[start of Provided material]

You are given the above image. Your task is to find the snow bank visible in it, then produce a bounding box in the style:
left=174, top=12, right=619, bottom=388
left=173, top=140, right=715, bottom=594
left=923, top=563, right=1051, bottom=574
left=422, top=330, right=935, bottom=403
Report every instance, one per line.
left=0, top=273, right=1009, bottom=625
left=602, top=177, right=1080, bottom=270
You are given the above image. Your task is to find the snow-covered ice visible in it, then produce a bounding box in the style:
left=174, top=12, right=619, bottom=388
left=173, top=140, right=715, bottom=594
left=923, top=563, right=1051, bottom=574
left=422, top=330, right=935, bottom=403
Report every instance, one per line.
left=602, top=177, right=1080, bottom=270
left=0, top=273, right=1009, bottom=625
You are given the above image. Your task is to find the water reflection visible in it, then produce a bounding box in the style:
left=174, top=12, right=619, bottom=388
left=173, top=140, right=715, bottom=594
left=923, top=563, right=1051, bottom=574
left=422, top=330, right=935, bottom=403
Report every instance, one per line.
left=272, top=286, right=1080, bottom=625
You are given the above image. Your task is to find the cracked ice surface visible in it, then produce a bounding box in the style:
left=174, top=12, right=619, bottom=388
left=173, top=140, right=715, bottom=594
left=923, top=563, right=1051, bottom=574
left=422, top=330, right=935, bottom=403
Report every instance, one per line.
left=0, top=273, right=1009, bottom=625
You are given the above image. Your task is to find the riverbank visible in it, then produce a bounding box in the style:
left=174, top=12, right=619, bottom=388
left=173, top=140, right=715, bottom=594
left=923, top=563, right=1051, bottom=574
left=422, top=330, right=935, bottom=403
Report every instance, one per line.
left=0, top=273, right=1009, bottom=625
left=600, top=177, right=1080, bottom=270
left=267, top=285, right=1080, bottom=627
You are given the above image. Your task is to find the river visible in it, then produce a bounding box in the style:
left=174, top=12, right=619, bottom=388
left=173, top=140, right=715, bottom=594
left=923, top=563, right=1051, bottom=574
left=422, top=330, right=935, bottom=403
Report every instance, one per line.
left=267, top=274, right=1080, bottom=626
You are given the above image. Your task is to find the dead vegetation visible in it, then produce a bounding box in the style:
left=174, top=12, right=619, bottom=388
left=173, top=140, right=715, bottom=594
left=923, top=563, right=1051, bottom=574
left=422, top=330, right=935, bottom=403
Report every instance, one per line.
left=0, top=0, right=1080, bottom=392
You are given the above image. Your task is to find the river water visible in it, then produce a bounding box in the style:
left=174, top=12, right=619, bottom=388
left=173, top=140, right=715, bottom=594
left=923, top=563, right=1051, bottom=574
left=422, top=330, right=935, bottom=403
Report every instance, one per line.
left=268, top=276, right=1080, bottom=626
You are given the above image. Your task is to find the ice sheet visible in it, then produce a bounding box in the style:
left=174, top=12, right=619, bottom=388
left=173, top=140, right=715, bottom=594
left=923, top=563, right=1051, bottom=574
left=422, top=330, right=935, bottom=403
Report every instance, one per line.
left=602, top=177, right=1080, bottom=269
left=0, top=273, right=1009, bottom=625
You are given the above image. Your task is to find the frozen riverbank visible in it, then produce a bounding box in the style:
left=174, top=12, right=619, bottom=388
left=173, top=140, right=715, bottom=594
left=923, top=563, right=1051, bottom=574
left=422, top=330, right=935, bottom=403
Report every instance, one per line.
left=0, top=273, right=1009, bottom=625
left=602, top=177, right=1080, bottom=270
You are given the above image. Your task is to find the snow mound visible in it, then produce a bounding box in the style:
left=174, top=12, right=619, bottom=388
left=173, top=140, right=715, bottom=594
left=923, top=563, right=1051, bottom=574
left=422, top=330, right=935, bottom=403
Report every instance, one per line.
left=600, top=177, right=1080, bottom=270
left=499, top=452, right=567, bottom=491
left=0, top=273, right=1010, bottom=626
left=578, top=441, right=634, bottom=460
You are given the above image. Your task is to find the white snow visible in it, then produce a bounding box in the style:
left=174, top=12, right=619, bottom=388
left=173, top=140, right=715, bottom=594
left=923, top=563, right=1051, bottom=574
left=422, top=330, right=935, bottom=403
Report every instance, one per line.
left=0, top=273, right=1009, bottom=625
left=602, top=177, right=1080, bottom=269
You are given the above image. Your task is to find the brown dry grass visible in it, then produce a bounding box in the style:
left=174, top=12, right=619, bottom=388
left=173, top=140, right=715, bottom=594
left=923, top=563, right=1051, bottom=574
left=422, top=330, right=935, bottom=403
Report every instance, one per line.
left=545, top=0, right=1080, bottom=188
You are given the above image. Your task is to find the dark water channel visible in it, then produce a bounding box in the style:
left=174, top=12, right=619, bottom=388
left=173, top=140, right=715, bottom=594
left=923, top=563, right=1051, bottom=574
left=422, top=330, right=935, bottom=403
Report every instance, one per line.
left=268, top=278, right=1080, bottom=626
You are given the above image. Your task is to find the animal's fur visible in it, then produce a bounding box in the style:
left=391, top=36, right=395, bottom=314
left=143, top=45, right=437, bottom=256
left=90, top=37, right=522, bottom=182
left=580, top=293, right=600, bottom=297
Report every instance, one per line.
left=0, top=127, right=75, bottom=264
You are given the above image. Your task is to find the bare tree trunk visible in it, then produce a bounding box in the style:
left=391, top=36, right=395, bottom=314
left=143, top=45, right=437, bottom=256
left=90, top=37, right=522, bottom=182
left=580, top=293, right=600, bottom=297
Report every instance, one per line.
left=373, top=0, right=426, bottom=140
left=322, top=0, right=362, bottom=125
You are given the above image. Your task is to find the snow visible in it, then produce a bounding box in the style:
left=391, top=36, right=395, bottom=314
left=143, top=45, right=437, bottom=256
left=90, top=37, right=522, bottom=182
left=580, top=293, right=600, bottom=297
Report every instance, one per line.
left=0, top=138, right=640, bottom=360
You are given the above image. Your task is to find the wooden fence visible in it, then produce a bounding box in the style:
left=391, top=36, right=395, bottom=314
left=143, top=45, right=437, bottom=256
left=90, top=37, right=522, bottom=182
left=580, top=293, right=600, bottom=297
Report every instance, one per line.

[end of Provided material]

**The exercise**: Arrange every line of the records above as a Markdown table with two columns, Row and Text. Put a line number under Row and the line itself under Text, and leave out blank lines.

**Exercise solution**:
| Row | Text |
|---|---|
| 1 | You are given the above image. Your task is to find the snow bank visible in it, then produce a bounding box in the style: |
| 2 | left=174, top=12, right=619, bottom=388 |
| 3 | left=173, top=140, right=715, bottom=594 |
| 4 | left=923, top=563, right=1051, bottom=574 |
| 5 | left=422, top=330, right=935, bottom=403 |
| 6 | Report every instance, one per line. |
| 7 | left=0, top=273, right=1009, bottom=625 |
| 8 | left=602, top=177, right=1080, bottom=270 |
| 9 | You are given the above image. Your task is to find the snow-covered ice visible in it, then produce a bounding box in the style: |
| 10 | left=174, top=12, right=619, bottom=388 |
| 11 | left=173, top=140, right=715, bottom=594 |
| 12 | left=923, top=563, right=1051, bottom=574 |
| 13 | left=422, top=330, right=935, bottom=403 |
| 14 | Report every instance, one per line. |
| 15 | left=602, top=177, right=1080, bottom=270 |
| 16 | left=0, top=273, right=1009, bottom=625 |
| 17 | You are given the above image. Your task is to find the water reflection visible in it, then produce a bounding box in the style: |
| 18 | left=174, top=12, right=619, bottom=388 |
| 19 | left=173, top=140, right=715, bottom=594 |
| 20 | left=923, top=563, right=1051, bottom=574 |
| 21 | left=422, top=330, right=935, bottom=403 |
| 22 | Report every instance, one per line. |
| 23 | left=272, top=286, right=1080, bottom=625 |
| 24 | You are given the above image. Your task is to find the cracked ice surface visible in it, then produce a bounding box in the style: |
| 25 | left=174, top=12, right=619, bottom=388 |
| 26 | left=173, top=140, right=715, bottom=594 |
| 27 | left=923, top=563, right=1051, bottom=574 |
| 28 | left=422, top=330, right=935, bottom=403 |
| 29 | Report every instance, one per line. |
| 30 | left=0, top=273, right=1009, bottom=625 |
| 31 | You are given the above image. Your task is to find the riverbank visible in it, then produce a bounding box in the style: |
| 32 | left=174, top=12, right=619, bottom=388 |
| 33 | left=173, top=140, right=715, bottom=594 |
| 34 | left=923, top=563, right=1051, bottom=574 |
| 35 | left=422, top=330, right=935, bottom=403 |
| 36 | Report every instance, one per line. |
| 37 | left=0, top=273, right=1009, bottom=625 |
| 38 | left=600, top=177, right=1080, bottom=270 |
| 39 | left=267, top=285, right=1080, bottom=627 |
| 40 | You are given the above image. Your task is to find the river visible in it, then produce a bounding box in the style: |
| 41 | left=174, top=12, right=619, bottom=388 |
| 42 | left=173, top=140, right=715, bottom=594 |
| 43 | left=923, top=563, right=1051, bottom=574 |
| 44 | left=422, top=330, right=935, bottom=403 |
| 45 | Report every instance, one per line. |
| 46 | left=267, top=274, right=1080, bottom=626 |
| 47 | You are given the above image. Your task is to find the dead vegetation visible in it, then produce a bounding box in the style: |
| 48 | left=174, top=12, right=619, bottom=388 |
| 49 | left=173, top=140, right=715, bottom=594 |
| 50 | left=923, top=563, right=1051, bottom=574 |
| 51 | left=422, top=330, right=935, bottom=403 |
| 52 | Report every instance, one per line. |
| 53 | left=0, top=0, right=1080, bottom=392 |
| 54 | You are given the above image. Your task is to find the river water visible in it, then produce a bounding box in the style: |
| 55 | left=174, top=12, right=619, bottom=388 |
| 56 | left=173, top=140, right=715, bottom=594 |
| 57 | left=923, top=563, right=1051, bottom=574 |
| 58 | left=422, top=330, right=935, bottom=403 |
| 59 | Report every instance, one per line. |
| 60 | left=268, top=276, right=1080, bottom=626 |
| 61 | You are given the above image. Your task is to find the ice sheet visible in it, then produce a bounding box in the style: |
| 62 | left=174, top=12, right=619, bottom=388 |
| 63 | left=173, top=140, right=715, bottom=594 |
| 64 | left=923, top=563, right=1051, bottom=574 |
| 65 | left=422, top=330, right=935, bottom=403 |
| 66 | Report every instance, one per line. |
| 67 | left=602, top=177, right=1080, bottom=269 |
| 68 | left=0, top=273, right=1009, bottom=625 |
| 69 | You are given the above image. Your task is to find the frozen riverbank visible in it, then produce a bounding box in the style: |
| 70 | left=174, top=12, right=619, bottom=388 |
| 71 | left=173, top=140, right=715, bottom=594 |
| 72 | left=923, top=563, right=1051, bottom=574 |
| 73 | left=422, top=330, right=935, bottom=403 |
| 74 | Report every instance, one per line. |
| 75 | left=0, top=273, right=1009, bottom=625 |
| 76 | left=602, top=177, right=1080, bottom=270 |
| 77 | You are given the above image. Your task is to find the snow mound visible in it, then produce a bounding box in the style: |
| 78 | left=174, top=12, right=619, bottom=388 |
| 79 | left=173, top=140, right=715, bottom=594 |
| 80 | left=923, top=563, right=1051, bottom=574 |
| 81 | left=422, top=330, right=935, bottom=403 |
| 82 | Report every instance, one per line. |
| 83 | left=600, top=177, right=1080, bottom=270 |
| 84 | left=499, top=452, right=567, bottom=491 |
| 85 | left=0, top=273, right=1010, bottom=626 |
| 86 | left=578, top=441, right=634, bottom=460 |
| 87 | You are given the above image. Your task is to find the white snow visible in it, then produce a bounding box in the style: |
| 88 | left=174, top=12, right=619, bottom=388 |
| 89 | left=173, top=140, right=715, bottom=594 |
| 90 | left=923, top=563, right=1051, bottom=574 |
| 91 | left=422, top=330, right=935, bottom=403 |
| 92 | Report every instance, one per line. |
| 93 | left=0, top=273, right=1009, bottom=625 |
| 94 | left=602, top=177, right=1080, bottom=269 |
| 95 | You are given the above image. Your task is to find the brown dry grass visible in it, then produce a bounding box in the style: |
| 96 | left=174, top=12, right=619, bottom=388 |
| 97 | left=173, top=140, right=715, bottom=594 |
| 98 | left=923, top=563, right=1051, bottom=574 |
| 99 | left=422, top=330, right=935, bottom=403 |
| 100 | Report every instance, one per line. |
| 101 | left=545, top=0, right=1080, bottom=188 |
| 102 | You are given the above image. Your task is to find the dark water channel visible in it, then produce a bounding box in the style: |
| 103 | left=174, top=12, right=619, bottom=388 |
| 104 | left=173, top=140, right=715, bottom=594 |
| 105 | left=923, top=563, right=1051, bottom=574 |
| 106 | left=422, top=330, right=935, bottom=403 |
| 107 | Report every instance, one per line. |
| 108 | left=268, top=278, right=1080, bottom=626 |
| 109 | You are given the above image. Your task is to find the animal's fur visible in it, then produce a bounding box in the style: |
| 110 | left=391, top=36, right=395, bottom=314 |
| 111 | left=143, top=45, right=437, bottom=256 |
| 112 | left=90, top=37, right=522, bottom=182 |
| 113 | left=580, top=293, right=600, bottom=297 |
| 114 | Report every instance, one per line. |
| 115 | left=0, top=127, right=75, bottom=264 |
| 116 | You are given the above image. Your task is to find the bare tree trunk visible in it, then produce a bounding box in the style: |
| 117 | left=391, top=36, right=395, bottom=314 |
| 118 | left=143, top=45, right=437, bottom=256 |
| 119 | left=90, top=37, right=522, bottom=182 |
| 120 | left=580, top=293, right=600, bottom=297 |
| 121 | Report every instance, one per line. |
| 122 | left=373, top=0, right=426, bottom=140 |
| 123 | left=322, top=0, right=362, bottom=125 |
| 124 | You are given the above image. Your task is to find the snow visible in it, then produce a bounding box in the style: |
| 125 | left=391, top=36, right=395, bottom=314 |
| 126 | left=143, top=45, right=437, bottom=256 |
| 127 | left=90, top=37, right=522, bottom=182 |
| 128 | left=580, top=293, right=600, bottom=297 |
| 129 | Report every instance, one per line. |
| 130 | left=0, top=138, right=640, bottom=360 |
| 131 | You are given the above image. Your task is to find the wooden fence visible in it, then produce a bounding box in the style: |
| 132 | left=391, top=36, right=395, bottom=314 |
| 133 | left=143, top=45, right=437, bottom=256 |
| 134 | left=90, top=37, right=522, bottom=182 |
| 135 | left=580, top=293, right=600, bottom=297 |
| 136 | Report every instance, one per line. |